▶ **Task instructions**
Your task is to return, word for word, only the lines from the line with "Target: metal bracket" through the close of the data. Exclude all pictures.

..........

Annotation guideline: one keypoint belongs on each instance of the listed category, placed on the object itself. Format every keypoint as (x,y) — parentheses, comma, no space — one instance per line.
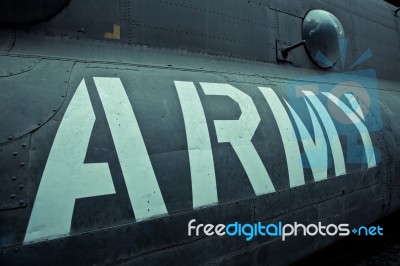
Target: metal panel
(14,159)
(31,104)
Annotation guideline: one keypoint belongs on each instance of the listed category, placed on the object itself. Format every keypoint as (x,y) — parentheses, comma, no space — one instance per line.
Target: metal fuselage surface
(122,121)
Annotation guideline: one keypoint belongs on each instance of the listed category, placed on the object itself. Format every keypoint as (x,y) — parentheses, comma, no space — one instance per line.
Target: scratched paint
(66,178)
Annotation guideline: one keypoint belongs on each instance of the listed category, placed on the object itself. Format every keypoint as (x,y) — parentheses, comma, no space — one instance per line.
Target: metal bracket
(279,55)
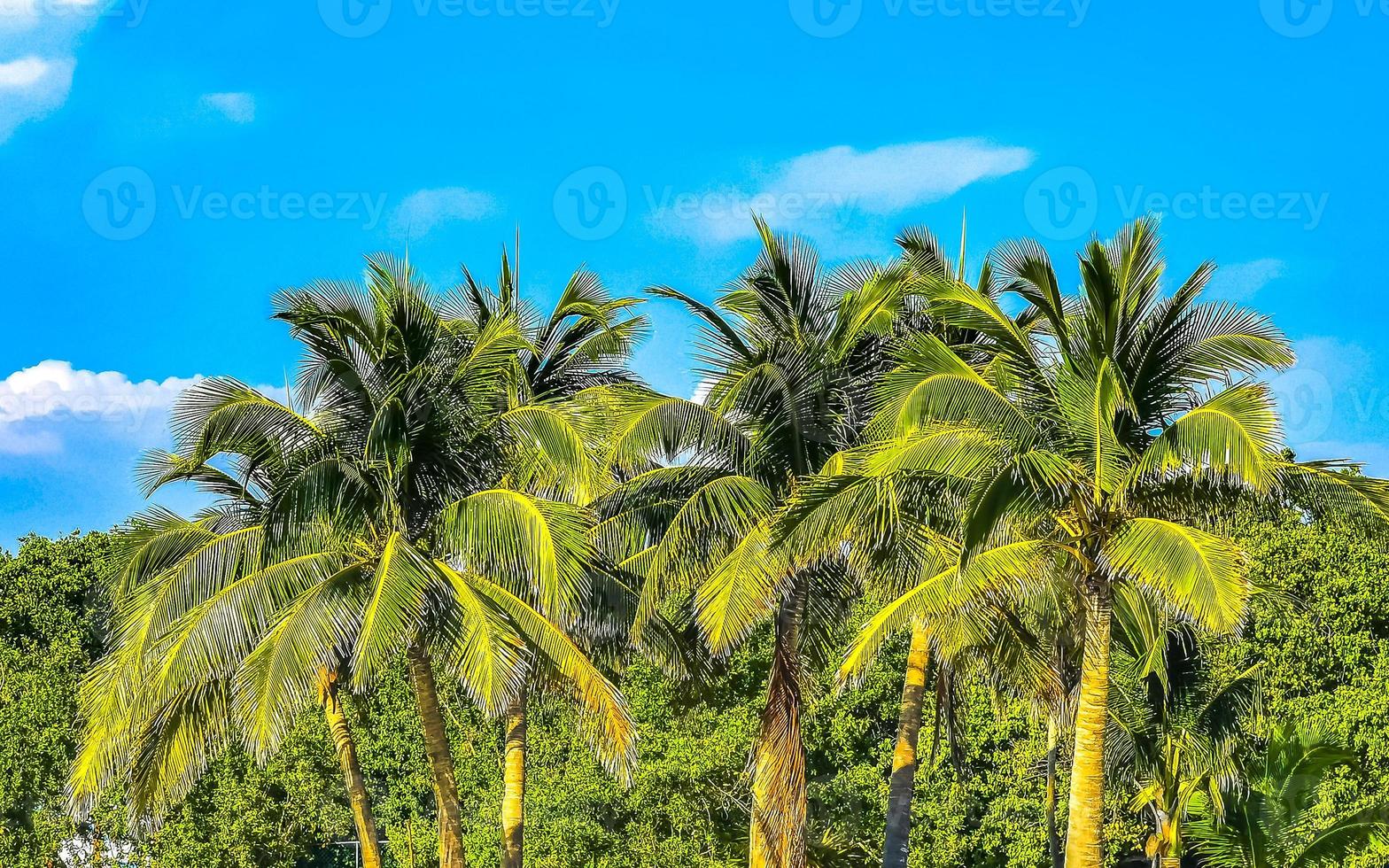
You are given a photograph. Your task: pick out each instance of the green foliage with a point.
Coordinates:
(1325, 660)
(49, 633)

..........

▶ **Result for this exercise**
Target: metal bracket
(279,55)
You are given a photograph. Your task: pick out each instance of the green foliage with a point.
Coordinates:
(1325, 660)
(49, 633)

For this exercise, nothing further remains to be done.